From the material below, copy every line in which the word "flower" occurs.

=-=-=

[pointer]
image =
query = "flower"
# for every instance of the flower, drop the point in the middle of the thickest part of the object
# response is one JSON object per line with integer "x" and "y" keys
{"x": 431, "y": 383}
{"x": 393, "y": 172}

=-=-=

• _Result of the exercise_:
query = "flower"
# for every instance of the flower, drop the point in the middle of the thickest part of the object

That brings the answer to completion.